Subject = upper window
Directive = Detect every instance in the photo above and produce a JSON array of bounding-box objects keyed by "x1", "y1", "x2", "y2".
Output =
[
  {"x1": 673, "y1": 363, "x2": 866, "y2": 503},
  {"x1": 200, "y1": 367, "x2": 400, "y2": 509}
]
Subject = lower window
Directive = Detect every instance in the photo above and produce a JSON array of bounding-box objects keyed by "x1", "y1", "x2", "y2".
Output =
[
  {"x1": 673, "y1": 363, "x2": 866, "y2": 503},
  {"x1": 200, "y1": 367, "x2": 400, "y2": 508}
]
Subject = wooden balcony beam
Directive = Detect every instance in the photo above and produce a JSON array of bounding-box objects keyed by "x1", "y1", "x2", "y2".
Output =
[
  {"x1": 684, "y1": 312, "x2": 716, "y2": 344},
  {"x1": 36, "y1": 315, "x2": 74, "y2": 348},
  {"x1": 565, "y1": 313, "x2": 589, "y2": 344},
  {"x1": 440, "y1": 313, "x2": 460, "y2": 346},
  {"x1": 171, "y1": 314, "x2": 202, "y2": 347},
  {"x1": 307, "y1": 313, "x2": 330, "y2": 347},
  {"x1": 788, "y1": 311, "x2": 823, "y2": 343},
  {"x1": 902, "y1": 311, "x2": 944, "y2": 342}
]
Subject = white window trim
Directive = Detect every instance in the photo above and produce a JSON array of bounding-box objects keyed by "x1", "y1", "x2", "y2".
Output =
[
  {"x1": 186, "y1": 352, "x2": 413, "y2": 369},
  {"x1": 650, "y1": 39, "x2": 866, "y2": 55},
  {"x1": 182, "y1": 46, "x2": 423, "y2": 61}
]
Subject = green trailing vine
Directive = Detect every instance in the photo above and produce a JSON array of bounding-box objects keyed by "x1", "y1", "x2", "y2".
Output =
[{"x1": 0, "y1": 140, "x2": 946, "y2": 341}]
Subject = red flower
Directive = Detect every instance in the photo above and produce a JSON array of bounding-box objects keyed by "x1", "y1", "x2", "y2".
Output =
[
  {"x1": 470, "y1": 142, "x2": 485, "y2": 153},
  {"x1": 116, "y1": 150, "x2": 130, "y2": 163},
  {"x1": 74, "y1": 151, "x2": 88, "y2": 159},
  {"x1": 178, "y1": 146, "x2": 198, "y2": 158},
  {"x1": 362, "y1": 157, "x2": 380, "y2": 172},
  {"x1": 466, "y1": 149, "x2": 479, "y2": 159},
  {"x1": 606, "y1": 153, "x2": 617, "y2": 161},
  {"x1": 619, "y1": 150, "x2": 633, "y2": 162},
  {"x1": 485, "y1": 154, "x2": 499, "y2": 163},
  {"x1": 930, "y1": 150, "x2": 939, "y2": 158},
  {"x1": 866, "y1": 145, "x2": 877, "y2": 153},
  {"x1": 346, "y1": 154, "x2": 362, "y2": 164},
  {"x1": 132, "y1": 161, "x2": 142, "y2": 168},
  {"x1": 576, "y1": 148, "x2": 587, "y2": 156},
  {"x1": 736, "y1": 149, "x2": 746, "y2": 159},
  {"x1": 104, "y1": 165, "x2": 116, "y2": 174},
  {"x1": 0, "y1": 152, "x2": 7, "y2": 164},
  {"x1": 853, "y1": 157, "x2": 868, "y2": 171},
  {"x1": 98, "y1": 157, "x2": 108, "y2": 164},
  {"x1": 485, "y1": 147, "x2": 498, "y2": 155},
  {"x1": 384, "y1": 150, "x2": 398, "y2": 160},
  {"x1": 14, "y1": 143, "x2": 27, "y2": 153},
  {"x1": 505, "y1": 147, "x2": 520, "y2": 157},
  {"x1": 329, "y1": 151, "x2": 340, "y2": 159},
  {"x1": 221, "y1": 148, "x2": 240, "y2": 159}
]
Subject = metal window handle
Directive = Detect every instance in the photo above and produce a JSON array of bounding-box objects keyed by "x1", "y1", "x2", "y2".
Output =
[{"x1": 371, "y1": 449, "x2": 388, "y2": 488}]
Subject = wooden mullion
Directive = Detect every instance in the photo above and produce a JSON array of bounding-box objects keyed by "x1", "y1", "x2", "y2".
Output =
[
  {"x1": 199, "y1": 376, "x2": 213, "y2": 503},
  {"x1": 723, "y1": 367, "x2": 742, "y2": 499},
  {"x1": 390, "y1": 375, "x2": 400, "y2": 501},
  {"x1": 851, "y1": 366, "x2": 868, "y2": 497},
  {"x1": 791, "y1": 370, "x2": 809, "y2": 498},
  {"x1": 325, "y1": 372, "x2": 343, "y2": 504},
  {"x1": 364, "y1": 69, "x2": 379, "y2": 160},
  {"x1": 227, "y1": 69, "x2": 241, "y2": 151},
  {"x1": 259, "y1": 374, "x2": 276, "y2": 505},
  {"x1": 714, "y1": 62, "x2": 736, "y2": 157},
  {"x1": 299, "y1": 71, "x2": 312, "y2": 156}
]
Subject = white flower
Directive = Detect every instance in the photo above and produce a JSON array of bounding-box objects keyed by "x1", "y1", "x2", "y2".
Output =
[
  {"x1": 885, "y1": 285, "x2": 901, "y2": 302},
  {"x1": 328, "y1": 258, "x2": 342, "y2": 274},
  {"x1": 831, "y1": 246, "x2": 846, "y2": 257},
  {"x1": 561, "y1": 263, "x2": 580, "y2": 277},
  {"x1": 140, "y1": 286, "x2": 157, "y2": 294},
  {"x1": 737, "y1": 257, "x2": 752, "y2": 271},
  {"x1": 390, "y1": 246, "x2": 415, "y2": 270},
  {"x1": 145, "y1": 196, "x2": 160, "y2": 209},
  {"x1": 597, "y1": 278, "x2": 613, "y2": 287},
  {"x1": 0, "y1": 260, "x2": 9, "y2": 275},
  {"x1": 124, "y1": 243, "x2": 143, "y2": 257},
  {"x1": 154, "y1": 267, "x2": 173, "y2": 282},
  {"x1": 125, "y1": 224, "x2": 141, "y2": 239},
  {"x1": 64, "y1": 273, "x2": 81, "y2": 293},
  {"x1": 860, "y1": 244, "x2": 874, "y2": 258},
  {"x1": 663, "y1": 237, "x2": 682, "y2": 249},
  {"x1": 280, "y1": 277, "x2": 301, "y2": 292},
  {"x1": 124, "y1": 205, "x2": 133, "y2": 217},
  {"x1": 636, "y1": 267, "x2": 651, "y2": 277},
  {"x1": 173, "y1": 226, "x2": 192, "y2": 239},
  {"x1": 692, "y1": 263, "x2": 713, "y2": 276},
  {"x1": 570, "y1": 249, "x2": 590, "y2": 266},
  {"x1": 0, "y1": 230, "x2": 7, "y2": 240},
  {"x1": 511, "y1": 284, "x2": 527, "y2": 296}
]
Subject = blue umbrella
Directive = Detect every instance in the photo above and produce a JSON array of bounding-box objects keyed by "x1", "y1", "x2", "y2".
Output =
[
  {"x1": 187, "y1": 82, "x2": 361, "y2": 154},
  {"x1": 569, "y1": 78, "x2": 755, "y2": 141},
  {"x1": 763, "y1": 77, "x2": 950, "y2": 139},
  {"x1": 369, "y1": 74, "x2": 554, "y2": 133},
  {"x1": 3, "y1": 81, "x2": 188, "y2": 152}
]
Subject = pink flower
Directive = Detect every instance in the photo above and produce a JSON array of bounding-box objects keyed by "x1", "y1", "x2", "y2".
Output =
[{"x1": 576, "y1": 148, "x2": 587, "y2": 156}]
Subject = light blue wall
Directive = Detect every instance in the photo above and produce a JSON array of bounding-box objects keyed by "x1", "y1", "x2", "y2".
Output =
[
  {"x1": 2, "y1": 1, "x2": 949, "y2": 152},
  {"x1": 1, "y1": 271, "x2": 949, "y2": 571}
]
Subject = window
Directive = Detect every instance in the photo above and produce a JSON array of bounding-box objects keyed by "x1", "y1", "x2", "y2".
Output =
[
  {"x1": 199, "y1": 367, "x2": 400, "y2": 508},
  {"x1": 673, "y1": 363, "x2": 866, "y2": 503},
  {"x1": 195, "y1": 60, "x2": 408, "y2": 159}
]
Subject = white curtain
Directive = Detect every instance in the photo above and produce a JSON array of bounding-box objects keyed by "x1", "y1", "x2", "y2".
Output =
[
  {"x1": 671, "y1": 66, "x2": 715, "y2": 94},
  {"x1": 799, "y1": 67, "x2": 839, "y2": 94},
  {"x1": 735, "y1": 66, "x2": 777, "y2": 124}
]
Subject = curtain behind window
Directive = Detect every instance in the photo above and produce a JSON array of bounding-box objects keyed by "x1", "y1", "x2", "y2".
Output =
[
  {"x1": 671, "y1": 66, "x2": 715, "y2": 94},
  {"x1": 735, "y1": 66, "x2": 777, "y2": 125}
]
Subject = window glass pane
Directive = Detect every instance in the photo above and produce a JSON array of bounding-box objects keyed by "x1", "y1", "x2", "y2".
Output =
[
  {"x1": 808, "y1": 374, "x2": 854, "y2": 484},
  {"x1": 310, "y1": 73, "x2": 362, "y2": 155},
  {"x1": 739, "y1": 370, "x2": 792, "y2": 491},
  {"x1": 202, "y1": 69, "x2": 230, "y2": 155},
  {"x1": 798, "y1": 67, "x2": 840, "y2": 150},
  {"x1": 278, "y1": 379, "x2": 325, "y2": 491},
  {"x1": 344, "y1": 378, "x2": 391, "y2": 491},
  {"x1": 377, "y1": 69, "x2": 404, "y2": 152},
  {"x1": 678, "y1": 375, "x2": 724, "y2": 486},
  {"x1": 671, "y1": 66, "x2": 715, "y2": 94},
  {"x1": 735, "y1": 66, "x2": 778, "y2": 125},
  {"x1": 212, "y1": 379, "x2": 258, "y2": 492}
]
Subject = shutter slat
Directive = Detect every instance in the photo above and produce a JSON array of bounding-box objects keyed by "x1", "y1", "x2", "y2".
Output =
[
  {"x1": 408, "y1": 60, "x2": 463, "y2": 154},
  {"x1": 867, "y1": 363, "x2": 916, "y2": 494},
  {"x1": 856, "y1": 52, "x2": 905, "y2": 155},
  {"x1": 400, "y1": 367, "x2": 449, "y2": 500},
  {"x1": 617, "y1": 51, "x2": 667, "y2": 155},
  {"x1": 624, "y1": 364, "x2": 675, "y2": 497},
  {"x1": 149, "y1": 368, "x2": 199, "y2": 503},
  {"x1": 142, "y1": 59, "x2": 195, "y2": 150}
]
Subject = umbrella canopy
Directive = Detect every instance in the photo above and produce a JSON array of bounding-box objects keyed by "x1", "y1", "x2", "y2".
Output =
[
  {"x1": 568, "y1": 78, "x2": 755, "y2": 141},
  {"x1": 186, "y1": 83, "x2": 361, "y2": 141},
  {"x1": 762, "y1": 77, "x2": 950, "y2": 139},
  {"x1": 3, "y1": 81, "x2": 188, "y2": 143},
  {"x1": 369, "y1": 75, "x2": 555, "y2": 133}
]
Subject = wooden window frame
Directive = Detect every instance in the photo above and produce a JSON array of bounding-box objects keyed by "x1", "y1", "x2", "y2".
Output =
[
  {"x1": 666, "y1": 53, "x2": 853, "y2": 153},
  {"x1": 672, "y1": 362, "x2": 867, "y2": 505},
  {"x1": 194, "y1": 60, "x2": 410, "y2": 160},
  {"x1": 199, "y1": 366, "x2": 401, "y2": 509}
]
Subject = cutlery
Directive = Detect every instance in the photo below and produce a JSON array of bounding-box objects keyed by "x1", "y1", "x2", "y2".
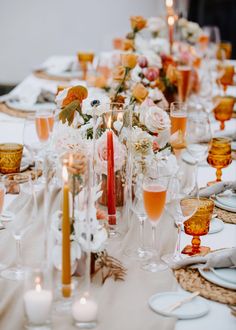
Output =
[{"x1": 164, "y1": 291, "x2": 200, "y2": 313}]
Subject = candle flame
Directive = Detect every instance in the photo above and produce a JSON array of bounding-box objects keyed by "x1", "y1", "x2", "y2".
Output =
[
  {"x1": 80, "y1": 297, "x2": 87, "y2": 304},
  {"x1": 35, "y1": 276, "x2": 42, "y2": 292},
  {"x1": 62, "y1": 165, "x2": 68, "y2": 183},
  {"x1": 168, "y1": 16, "x2": 175, "y2": 26},
  {"x1": 166, "y1": 0, "x2": 173, "y2": 7},
  {"x1": 107, "y1": 115, "x2": 112, "y2": 129}
]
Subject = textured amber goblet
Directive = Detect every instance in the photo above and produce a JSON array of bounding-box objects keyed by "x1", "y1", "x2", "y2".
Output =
[
  {"x1": 77, "y1": 52, "x2": 94, "y2": 80},
  {"x1": 0, "y1": 143, "x2": 23, "y2": 174},
  {"x1": 219, "y1": 65, "x2": 234, "y2": 93},
  {"x1": 207, "y1": 137, "x2": 232, "y2": 183},
  {"x1": 182, "y1": 198, "x2": 214, "y2": 256},
  {"x1": 213, "y1": 96, "x2": 235, "y2": 130},
  {"x1": 217, "y1": 42, "x2": 232, "y2": 60}
]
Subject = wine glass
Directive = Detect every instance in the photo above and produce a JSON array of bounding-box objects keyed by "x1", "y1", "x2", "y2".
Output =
[
  {"x1": 162, "y1": 166, "x2": 199, "y2": 265},
  {"x1": 23, "y1": 117, "x2": 45, "y2": 191},
  {"x1": 141, "y1": 175, "x2": 171, "y2": 272},
  {"x1": 1, "y1": 173, "x2": 37, "y2": 280},
  {"x1": 203, "y1": 26, "x2": 221, "y2": 59},
  {"x1": 185, "y1": 107, "x2": 212, "y2": 165},
  {"x1": 176, "y1": 66, "x2": 192, "y2": 103},
  {"x1": 213, "y1": 96, "x2": 235, "y2": 130},
  {"x1": 125, "y1": 173, "x2": 152, "y2": 260}
]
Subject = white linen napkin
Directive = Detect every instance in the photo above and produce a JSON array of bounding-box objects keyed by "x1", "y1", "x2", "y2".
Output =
[
  {"x1": 170, "y1": 247, "x2": 236, "y2": 270},
  {"x1": 37, "y1": 56, "x2": 78, "y2": 75},
  {"x1": 199, "y1": 181, "x2": 236, "y2": 198}
]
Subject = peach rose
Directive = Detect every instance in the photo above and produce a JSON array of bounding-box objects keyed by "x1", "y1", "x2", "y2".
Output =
[
  {"x1": 112, "y1": 66, "x2": 126, "y2": 82},
  {"x1": 121, "y1": 53, "x2": 137, "y2": 69},
  {"x1": 130, "y1": 16, "x2": 147, "y2": 31},
  {"x1": 132, "y1": 83, "x2": 149, "y2": 103},
  {"x1": 122, "y1": 39, "x2": 135, "y2": 51}
]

Activity: Lines containing the word "flower" must be found in the data above and copied.

Answer to this task:
Subject = red flower
Subject = white flower
Subject = pink flower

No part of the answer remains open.